> **Requirements**
Write out the lines from the line containing "Every instance of the handbag" through the final line of the listing below, exactly, omitting every other line.

......

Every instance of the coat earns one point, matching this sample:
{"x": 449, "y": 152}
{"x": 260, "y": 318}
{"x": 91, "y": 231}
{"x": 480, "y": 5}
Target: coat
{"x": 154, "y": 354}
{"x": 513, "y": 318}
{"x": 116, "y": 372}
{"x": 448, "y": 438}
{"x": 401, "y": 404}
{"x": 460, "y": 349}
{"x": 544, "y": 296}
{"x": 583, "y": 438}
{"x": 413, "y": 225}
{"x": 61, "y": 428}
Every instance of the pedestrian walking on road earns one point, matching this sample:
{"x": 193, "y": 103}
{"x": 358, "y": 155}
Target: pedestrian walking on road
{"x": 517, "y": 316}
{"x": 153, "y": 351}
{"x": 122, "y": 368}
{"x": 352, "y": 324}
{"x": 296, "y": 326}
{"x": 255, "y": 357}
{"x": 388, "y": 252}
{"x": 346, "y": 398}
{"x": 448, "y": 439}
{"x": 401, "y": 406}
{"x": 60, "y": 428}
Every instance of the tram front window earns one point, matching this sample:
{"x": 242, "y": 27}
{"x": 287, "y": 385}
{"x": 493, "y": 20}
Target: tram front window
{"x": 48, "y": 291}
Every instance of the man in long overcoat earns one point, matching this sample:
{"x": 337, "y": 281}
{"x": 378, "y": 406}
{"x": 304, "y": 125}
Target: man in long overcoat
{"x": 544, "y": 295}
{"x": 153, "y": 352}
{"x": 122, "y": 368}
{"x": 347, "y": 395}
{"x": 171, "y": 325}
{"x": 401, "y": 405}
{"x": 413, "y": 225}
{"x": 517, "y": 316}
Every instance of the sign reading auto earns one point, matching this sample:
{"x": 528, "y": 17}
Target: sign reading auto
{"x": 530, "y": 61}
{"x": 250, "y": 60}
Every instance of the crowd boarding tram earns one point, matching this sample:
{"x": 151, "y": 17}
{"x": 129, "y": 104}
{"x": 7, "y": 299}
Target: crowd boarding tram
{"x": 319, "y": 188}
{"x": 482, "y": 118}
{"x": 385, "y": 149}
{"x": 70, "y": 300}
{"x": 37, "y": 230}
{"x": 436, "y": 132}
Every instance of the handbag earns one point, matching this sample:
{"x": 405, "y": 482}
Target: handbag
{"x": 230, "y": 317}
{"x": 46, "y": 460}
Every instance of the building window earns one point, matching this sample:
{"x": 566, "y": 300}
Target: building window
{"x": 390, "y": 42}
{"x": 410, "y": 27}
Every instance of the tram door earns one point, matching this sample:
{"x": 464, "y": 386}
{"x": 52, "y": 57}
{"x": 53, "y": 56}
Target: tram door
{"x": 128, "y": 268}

......

> **Completed exercise**
Every instance of the handbag earns one point, matching this sample:
{"x": 405, "y": 482}
Target: handbag
{"x": 230, "y": 317}
{"x": 46, "y": 460}
Every instance of the building window earns one point, matching this sample:
{"x": 566, "y": 300}
Target: building window
{"x": 390, "y": 42}
{"x": 410, "y": 27}
Every instance of the tram door earns one point, matching this sample:
{"x": 464, "y": 386}
{"x": 52, "y": 57}
{"x": 53, "y": 56}
Target: tram door
{"x": 128, "y": 268}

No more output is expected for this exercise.